-- begin Records to use --

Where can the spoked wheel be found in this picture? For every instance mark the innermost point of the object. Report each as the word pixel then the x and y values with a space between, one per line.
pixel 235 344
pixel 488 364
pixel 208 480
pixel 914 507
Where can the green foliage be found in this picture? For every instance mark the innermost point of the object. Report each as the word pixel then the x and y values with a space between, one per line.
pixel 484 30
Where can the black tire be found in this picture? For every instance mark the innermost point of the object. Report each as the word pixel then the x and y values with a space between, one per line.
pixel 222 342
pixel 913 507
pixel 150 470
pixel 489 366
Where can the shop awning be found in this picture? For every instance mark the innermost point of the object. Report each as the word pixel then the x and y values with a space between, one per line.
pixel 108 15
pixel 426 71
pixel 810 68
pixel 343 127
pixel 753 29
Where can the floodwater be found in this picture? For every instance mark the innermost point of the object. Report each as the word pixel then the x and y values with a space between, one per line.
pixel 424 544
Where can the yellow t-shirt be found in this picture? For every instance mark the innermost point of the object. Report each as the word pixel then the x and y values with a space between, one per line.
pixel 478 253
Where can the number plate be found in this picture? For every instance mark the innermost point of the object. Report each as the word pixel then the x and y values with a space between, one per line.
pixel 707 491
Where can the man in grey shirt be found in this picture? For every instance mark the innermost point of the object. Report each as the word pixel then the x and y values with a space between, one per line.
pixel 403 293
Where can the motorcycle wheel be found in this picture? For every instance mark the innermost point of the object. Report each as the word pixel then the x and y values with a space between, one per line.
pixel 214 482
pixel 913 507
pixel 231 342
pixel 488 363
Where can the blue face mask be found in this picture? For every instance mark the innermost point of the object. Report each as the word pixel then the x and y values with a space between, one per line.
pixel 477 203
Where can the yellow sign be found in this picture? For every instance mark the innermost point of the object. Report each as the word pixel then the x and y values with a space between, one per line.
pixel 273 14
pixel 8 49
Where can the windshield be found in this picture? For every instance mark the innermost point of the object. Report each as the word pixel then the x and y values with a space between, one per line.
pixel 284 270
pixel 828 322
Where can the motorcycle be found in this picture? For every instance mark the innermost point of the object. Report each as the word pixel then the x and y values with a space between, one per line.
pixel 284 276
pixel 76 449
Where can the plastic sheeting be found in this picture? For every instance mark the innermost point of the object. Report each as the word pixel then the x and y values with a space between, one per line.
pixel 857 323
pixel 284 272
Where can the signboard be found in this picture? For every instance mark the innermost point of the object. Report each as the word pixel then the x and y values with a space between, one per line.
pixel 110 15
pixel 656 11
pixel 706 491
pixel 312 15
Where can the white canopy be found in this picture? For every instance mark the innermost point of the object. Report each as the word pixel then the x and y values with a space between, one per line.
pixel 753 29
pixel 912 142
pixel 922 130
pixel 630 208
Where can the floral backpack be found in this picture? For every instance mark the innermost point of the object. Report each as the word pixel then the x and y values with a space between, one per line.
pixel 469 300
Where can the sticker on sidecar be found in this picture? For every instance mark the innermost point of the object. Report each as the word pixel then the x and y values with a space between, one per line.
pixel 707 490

-- end Records to use --

Directive
Update the entries from the line that contains "Where can the plastic" through the line that contains "pixel 284 272", replacing "plastic sheeting" with "tarpaulin" and leaving all else unchanged. Return only those lines.

Reply to the task
Where can the tarpaulin be found in this picture? For every instance mark the innermost point of the object. Report each as the word pixel then the x and y values with a space between, one per line.
pixel 857 323
pixel 284 272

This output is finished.